### Task requirements:
Lay out every line of the saved entries below as a Markdown table with two columns, n for the row number and Line for the line itself, and leave out any blank lines.

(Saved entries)
------------------------------

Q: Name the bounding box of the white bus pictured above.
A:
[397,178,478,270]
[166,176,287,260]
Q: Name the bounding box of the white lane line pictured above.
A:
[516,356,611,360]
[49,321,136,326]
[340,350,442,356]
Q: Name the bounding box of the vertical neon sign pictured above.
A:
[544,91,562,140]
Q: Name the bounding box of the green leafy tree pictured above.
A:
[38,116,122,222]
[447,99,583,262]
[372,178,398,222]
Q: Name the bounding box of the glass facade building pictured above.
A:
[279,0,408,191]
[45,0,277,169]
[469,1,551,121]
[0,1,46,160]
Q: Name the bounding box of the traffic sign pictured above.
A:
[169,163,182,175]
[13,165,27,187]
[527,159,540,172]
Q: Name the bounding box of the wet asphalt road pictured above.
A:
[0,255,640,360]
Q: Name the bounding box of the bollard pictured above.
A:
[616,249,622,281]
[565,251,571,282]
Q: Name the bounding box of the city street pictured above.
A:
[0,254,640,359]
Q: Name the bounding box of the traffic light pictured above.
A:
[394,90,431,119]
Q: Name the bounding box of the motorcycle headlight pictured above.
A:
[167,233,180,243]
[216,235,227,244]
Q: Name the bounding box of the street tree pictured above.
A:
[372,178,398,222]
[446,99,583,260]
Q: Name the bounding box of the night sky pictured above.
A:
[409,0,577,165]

------------------------------

### Task output:
| n | Line |
|---|---|
| 1 | Q: Name the bounding box of the white bus pictured above. |
| 2 | A: |
| 3 | [397,178,478,270] |
| 4 | [166,176,287,260] |
| 5 | Q: Name the bounding box of the white lane line pictured above. |
| 6 | A: |
| 7 | [516,356,611,360] |
| 8 | [49,321,136,326] |
| 9 | [340,350,442,356] |
| 10 | Q: Name the bounding box of the vertical neon sign pictured above. |
| 11 | A: |
| 12 | [544,91,562,140] |
| 13 | Q: Name the bounding box of the green leafy tree pictured above. |
| 14 | A: |
| 15 | [38,116,122,222] |
| 16 | [447,99,583,262] |
| 17 | [372,178,398,222] |
| 18 | Q: Name the bounding box of the glass facade building pictured above. |
| 19 | A: |
| 20 | [279,0,408,191] |
| 21 | [45,0,277,169] |
| 22 | [469,1,551,121] |
| 23 | [0,1,46,160] |
| 24 | Q: Name the bounding box of the traffic sign pictured above. |
| 25 | A: |
| 26 | [169,163,182,175] |
| 27 | [13,165,27,187] |
| 28 | [527,159,540,172] |
| 29 | Q: Name the bounding box of the wet asphalt road pictured above. |
| 30 | A: |
| 31 | [0,255,640,360] |
| 32 | Q: Name the bounding box of the bollard pictured above. |
| 33 | A: |
| 34 | [616,249,622,281] |
| 35 | [565,251,571,282] |
| 36 | Q: Name the bounding box of the city street pictured above. |
| 37 | A: |
| 38 | [0,254,640,359] |
| 39 | Q: Name the bounding box of the traffic light pictured above. |
| 40 | A: |
| 41 | [394,90,431,119] |
| 42 | Q: Name the bounding box of the motorcycle headlight pictured above. |
| 43 | A: |
| 44 | [167,233,180,243] |
| 45 | [216,235,227,244] |
| 46 | Q: Name the bounding box of the street tree pictured above. |
| 47 | A: |
| 48 | [372,178,398,222] |
| 49 | [446,99,583,260] |
| 50 | Q: Name the bounding box of the night sky pictured above. |
| 51 | A: |
| 52 | [409,0,577,165] |